Extract the records below word for word and ignore the images.

+++ Task inputs

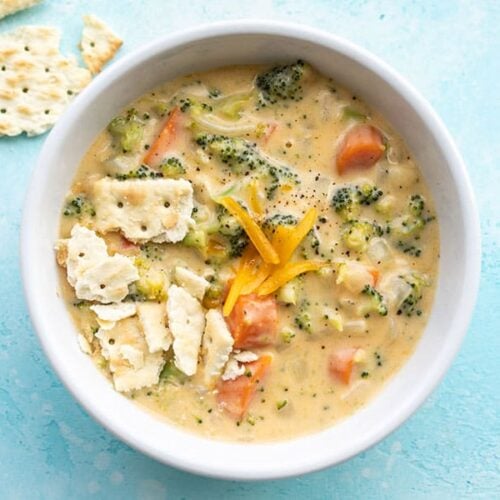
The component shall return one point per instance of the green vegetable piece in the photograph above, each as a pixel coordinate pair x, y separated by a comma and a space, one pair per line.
172, 167
231, 230
143, 172
356, 234
411, 224
287, 335
78, 207
196, 238
243, 158
303, 318
417, 282
281, 84
127, 130
348, 200
376, 302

++++++

• **Worked answer**
The component shall return one point per instance of the green vegetable piece in the photograph above, each as a pixel coordinate pair x, y separated by a comma and a space, one pair per line.
172, 167
231, 230
143, 172
356, 234
411, 224
287, 335
78, 207
196, 238
243, 158
303, 318
417, 282
281, 84
127, 130
348, 200
376, 302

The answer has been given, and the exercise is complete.